### SET PROBLEM
Only the lines from the one holding "Where can you see the chain" to the end should be retyped, exactly, with both ends included and no pictures.

[Records from a collection]
◇ ◇ ◇ ◇ ◇

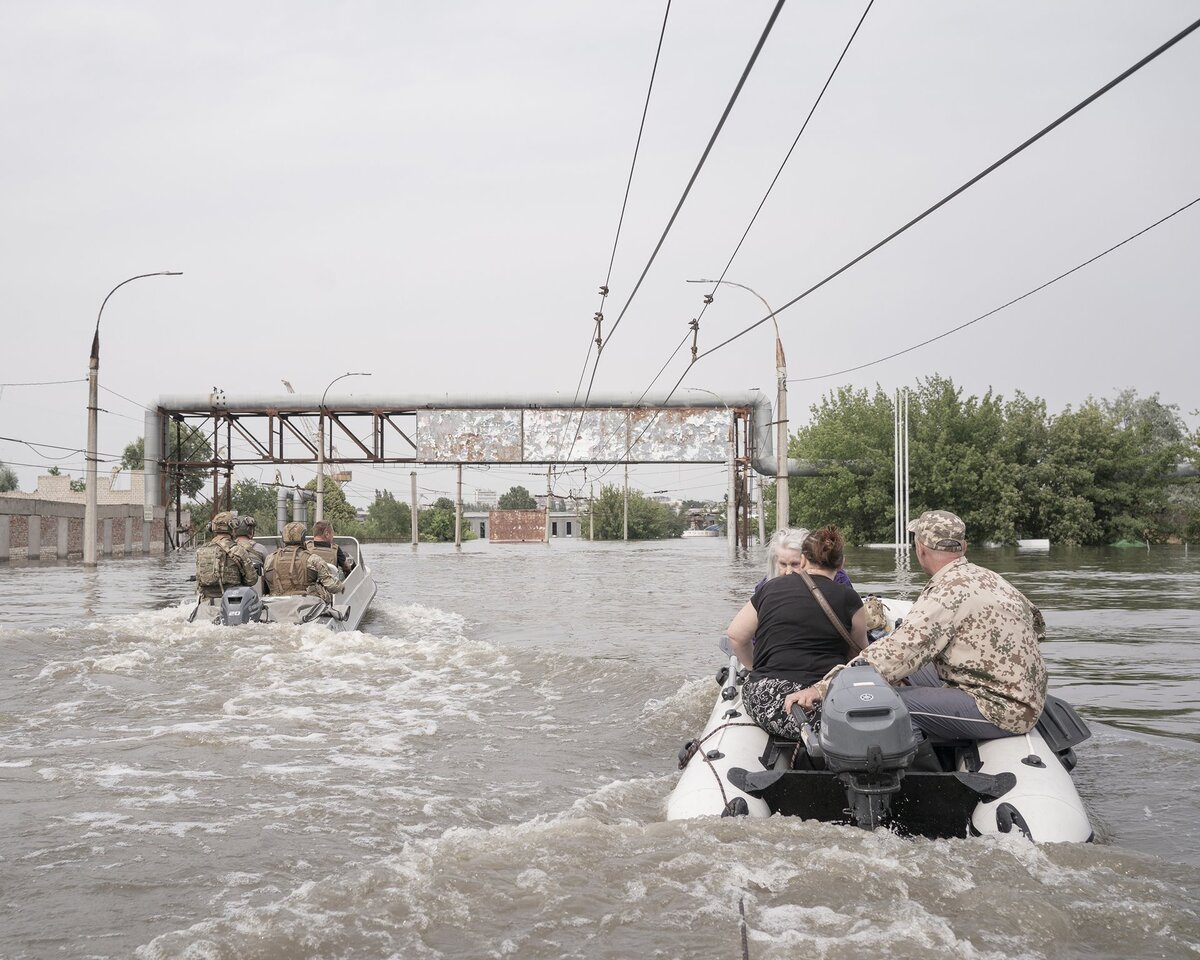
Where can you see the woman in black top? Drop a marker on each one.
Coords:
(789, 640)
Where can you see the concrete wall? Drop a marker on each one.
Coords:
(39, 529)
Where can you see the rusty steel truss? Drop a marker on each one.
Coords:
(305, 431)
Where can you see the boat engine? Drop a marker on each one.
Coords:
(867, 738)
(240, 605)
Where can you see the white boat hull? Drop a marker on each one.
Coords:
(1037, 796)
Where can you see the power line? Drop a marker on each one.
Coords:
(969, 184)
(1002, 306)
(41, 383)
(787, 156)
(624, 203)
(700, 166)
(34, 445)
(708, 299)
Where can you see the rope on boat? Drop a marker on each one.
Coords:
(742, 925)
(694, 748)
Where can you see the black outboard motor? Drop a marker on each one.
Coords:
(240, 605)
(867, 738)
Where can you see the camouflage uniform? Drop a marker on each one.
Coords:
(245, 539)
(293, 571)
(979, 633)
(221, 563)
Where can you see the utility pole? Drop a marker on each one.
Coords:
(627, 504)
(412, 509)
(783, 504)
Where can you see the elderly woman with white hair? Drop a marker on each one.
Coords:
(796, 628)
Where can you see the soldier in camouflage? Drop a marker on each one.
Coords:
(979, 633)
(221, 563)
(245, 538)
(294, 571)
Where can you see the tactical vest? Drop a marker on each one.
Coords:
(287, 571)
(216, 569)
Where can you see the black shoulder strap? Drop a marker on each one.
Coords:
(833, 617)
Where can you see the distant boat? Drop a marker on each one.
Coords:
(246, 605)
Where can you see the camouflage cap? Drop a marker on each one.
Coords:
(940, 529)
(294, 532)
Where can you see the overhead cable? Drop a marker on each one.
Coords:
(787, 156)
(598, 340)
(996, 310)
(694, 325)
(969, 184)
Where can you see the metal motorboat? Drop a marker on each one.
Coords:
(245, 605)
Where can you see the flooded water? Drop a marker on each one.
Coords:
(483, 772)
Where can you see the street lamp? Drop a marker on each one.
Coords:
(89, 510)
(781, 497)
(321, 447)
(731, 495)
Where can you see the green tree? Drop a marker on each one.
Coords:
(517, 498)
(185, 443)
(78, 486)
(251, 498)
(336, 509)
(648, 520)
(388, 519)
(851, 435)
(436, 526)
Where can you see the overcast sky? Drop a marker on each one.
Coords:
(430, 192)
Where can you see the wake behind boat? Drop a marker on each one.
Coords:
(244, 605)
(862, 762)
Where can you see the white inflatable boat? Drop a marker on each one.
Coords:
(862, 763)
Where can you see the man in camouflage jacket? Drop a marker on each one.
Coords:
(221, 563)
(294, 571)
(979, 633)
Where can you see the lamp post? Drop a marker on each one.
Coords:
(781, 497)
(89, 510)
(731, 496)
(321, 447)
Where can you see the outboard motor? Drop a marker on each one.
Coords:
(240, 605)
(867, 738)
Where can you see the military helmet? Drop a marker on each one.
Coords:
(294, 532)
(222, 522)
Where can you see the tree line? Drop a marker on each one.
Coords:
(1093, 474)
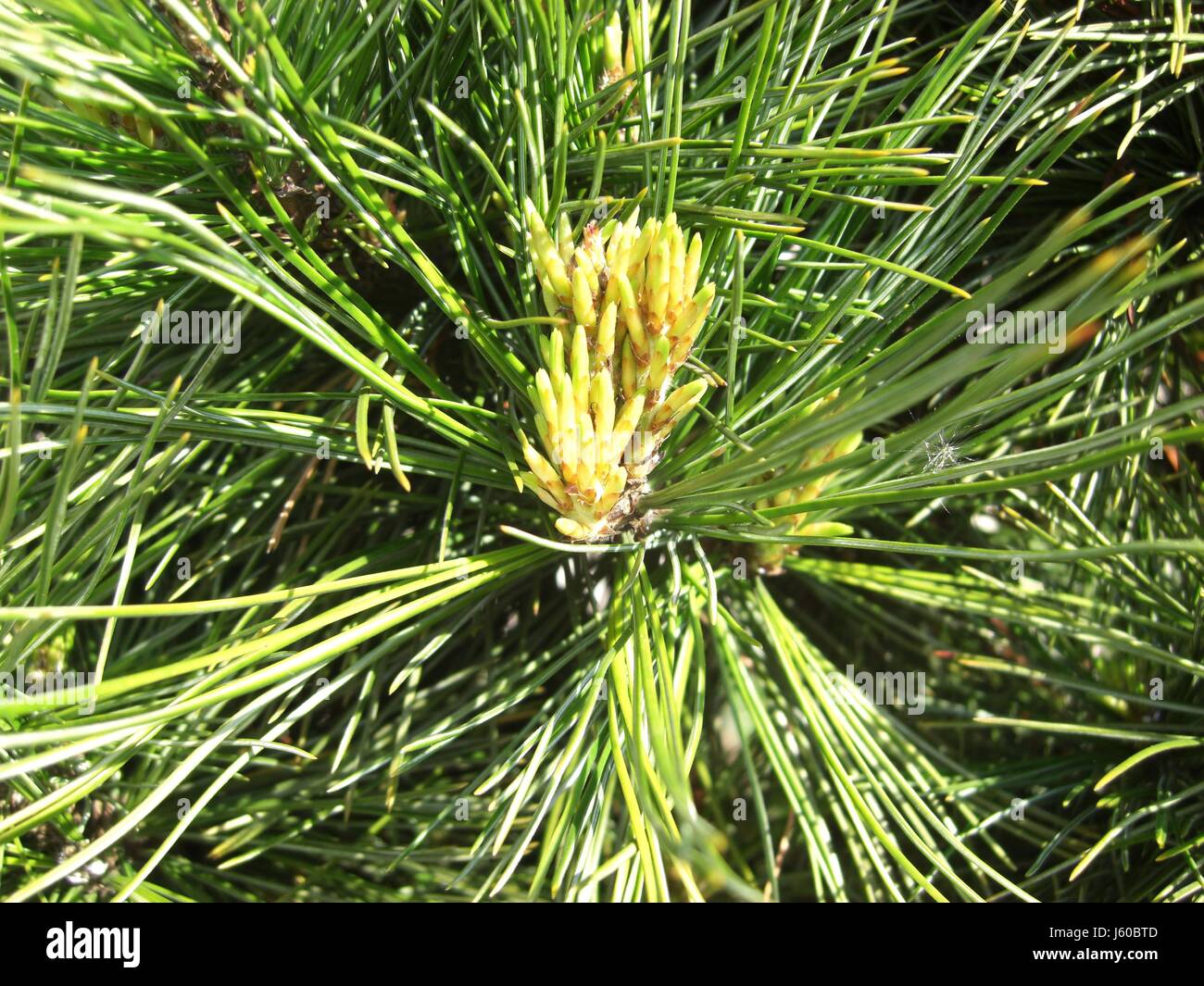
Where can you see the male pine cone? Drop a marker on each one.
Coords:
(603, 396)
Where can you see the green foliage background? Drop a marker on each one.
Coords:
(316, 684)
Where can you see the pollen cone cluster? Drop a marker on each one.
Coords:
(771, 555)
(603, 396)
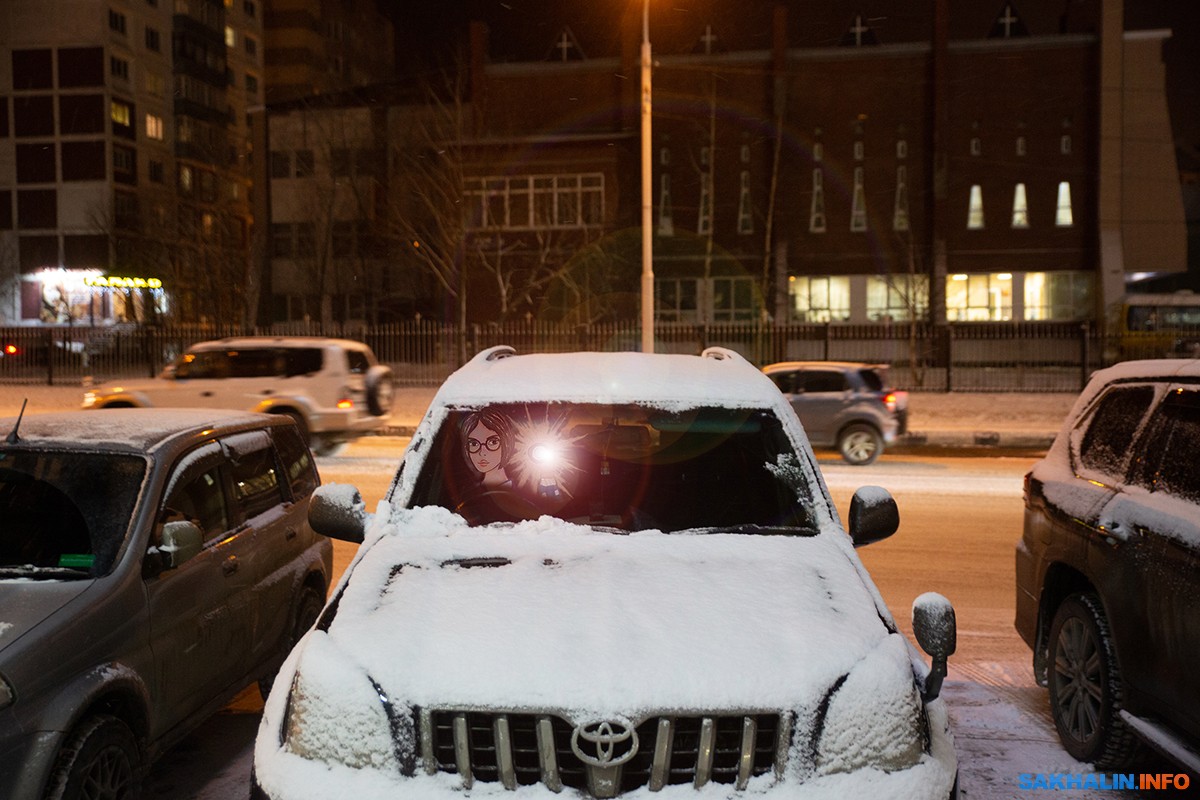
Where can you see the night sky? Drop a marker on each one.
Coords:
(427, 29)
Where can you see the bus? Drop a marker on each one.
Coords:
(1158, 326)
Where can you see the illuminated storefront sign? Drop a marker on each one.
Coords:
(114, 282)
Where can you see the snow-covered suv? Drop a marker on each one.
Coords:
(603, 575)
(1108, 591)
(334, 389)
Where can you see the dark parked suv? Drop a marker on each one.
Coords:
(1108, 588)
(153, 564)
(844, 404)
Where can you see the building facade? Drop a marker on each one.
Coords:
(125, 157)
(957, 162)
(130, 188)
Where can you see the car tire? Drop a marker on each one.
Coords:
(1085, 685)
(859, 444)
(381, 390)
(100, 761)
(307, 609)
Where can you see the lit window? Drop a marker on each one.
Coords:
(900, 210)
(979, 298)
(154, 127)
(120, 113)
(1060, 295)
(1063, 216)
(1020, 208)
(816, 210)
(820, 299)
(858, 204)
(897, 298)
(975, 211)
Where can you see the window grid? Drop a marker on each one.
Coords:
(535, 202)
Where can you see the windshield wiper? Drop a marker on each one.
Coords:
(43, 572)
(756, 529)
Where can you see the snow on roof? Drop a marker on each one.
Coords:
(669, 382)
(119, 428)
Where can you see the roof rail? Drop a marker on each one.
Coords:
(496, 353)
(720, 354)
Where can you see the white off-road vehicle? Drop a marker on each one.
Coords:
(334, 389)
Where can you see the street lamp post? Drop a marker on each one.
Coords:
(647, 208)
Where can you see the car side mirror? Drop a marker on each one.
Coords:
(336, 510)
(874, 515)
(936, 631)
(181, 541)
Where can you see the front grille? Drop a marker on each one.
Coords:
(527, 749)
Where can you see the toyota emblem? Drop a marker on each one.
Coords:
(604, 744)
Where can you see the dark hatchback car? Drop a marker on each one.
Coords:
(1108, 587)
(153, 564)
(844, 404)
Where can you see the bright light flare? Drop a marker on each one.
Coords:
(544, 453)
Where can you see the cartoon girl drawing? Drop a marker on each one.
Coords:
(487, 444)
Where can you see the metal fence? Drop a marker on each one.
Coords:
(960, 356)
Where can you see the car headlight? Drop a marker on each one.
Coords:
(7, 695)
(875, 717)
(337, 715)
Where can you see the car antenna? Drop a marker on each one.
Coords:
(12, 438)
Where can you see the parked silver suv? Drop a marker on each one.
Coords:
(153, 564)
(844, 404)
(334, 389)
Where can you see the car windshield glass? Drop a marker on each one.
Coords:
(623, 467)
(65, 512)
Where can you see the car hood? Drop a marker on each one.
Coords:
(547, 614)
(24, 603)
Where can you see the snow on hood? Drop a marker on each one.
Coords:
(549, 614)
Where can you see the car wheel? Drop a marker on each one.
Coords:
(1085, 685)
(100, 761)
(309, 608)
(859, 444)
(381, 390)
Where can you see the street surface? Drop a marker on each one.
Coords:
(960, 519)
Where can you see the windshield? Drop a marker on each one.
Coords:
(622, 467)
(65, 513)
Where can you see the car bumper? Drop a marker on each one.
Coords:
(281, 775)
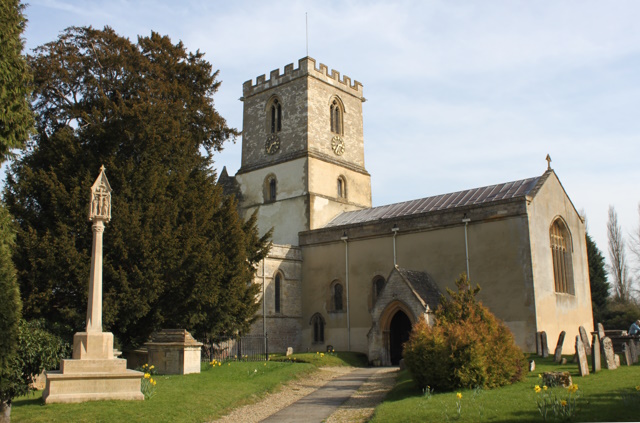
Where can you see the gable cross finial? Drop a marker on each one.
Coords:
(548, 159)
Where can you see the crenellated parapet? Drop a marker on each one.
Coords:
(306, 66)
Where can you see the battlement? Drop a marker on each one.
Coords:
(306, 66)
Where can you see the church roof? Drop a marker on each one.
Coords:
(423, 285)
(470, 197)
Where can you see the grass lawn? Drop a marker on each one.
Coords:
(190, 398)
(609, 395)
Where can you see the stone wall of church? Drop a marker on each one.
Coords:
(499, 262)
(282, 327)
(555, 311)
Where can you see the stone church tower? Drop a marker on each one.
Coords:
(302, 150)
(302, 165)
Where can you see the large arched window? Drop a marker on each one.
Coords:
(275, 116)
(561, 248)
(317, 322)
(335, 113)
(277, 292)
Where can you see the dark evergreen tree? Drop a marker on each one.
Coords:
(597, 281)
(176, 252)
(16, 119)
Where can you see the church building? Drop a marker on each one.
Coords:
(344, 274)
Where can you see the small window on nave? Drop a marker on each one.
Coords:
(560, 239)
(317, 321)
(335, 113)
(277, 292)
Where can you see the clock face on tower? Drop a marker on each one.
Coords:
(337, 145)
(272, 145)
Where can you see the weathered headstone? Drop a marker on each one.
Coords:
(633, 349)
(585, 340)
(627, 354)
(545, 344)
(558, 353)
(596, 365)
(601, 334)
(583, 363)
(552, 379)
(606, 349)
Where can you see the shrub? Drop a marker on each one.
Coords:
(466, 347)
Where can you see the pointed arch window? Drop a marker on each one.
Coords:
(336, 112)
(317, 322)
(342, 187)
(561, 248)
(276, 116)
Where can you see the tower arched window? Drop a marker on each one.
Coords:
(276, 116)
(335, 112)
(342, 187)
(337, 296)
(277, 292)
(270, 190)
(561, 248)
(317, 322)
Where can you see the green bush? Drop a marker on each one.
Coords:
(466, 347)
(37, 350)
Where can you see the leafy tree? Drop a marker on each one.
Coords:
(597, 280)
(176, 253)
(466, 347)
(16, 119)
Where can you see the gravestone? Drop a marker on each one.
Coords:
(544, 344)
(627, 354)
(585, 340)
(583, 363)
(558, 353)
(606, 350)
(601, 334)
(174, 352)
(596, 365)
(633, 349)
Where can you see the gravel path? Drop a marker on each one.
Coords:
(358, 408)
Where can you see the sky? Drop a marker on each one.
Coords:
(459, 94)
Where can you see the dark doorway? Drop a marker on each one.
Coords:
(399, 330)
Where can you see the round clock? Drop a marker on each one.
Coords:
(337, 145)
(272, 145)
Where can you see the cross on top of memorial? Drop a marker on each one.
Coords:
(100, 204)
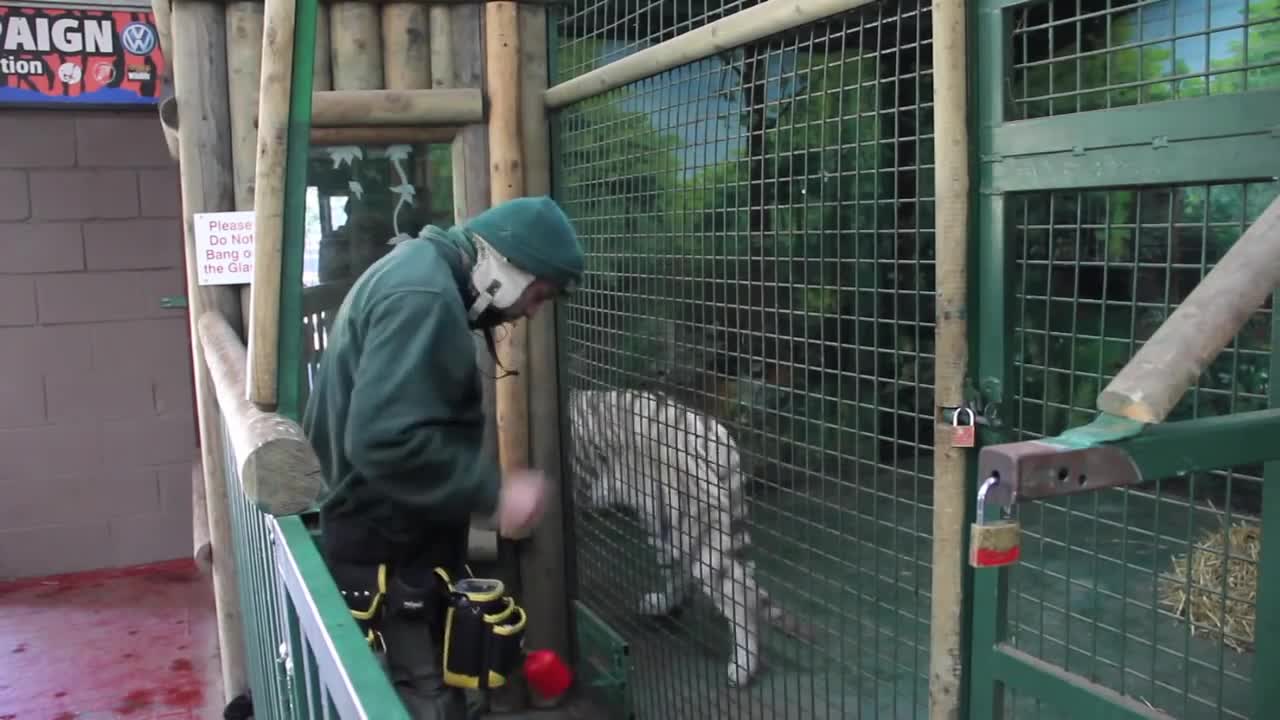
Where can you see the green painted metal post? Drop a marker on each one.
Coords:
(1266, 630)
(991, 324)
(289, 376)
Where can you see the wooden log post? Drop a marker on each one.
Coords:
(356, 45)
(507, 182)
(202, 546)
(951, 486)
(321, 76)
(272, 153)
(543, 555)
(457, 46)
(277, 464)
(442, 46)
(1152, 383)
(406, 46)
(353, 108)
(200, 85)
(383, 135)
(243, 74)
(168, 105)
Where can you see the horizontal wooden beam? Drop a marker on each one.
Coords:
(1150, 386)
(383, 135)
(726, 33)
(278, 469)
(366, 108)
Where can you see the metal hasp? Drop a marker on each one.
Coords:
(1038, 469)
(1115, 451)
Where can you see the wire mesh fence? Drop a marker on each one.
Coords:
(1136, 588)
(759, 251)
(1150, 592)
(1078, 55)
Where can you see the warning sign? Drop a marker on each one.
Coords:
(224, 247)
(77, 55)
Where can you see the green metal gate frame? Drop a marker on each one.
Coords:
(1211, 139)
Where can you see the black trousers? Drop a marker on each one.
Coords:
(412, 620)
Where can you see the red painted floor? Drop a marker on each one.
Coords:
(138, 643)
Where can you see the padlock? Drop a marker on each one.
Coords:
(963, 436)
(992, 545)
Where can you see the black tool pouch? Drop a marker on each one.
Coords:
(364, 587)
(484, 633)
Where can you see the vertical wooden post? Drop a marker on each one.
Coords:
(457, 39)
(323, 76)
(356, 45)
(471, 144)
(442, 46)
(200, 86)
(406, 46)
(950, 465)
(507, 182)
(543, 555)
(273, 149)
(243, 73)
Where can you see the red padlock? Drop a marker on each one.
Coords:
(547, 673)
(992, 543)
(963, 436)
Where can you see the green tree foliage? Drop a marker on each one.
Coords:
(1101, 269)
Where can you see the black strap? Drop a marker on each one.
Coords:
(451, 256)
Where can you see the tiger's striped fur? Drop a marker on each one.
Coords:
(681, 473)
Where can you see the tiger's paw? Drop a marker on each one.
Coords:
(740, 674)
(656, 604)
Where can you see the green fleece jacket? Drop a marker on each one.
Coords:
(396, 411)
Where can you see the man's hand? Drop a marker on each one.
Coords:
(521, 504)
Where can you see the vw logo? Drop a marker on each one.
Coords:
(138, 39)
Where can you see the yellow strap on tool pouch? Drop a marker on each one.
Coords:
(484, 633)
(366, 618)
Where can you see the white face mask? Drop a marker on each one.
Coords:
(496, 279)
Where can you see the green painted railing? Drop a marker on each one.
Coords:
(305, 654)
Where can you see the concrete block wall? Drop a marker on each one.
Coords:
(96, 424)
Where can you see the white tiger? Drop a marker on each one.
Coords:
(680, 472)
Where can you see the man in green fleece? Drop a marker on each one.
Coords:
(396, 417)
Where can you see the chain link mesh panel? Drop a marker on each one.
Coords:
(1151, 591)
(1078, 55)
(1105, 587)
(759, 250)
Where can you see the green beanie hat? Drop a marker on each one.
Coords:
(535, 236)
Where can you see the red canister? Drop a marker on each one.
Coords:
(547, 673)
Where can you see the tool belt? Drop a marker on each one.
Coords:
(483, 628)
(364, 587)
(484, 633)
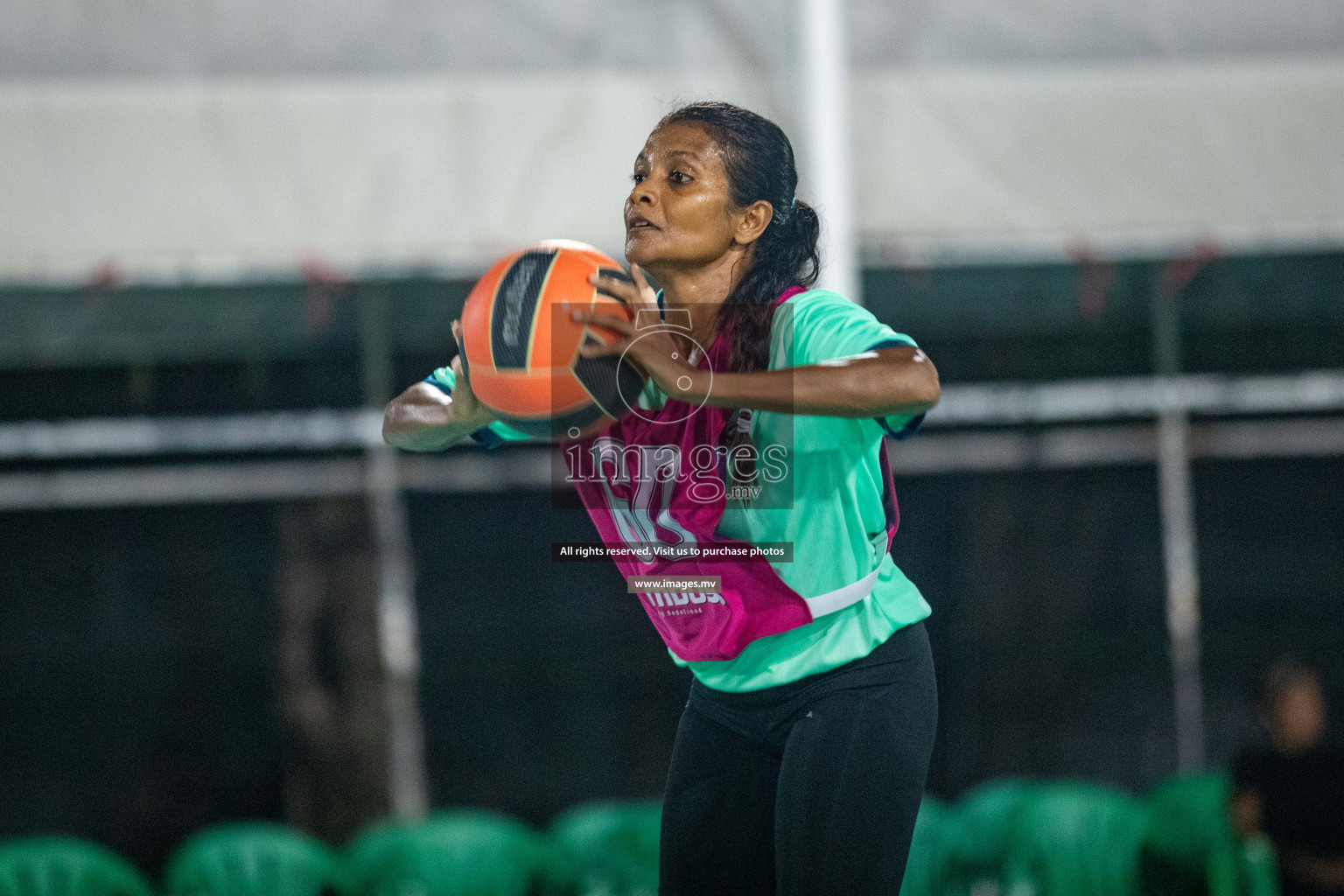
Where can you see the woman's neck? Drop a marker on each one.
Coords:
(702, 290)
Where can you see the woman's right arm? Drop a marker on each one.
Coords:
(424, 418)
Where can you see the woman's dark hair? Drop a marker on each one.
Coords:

◇ ◇ ◇ ◇ ◇

### ANSWER TO THIS PROBLEM
Where can you see the chain link mesh panel? Drop a marker on each one.
Coords:
(1151, 591)
(1078, 55)
(1105, 587)
(759, 250)
Where can you see the green beanie hat? Drop a marker on each one.
Coords:
(535, 236)
Where can you see the red canister? Drop a marker on each one.
Coords:
(547, 673)
Where can you see the tool belt? Drop a marker on each one.
Coords:
(483, 628)
(364, 587)
(484, 633)
Where can you see the woman's neck? Drop a marker on each one.
Coords:
(702, 290)
Where can you see the woman's right arm? Drop a marker on each one.
Coords:
(424, 418)
Where can you see the woman's dark hair? Drop a marker on each one.
Coords:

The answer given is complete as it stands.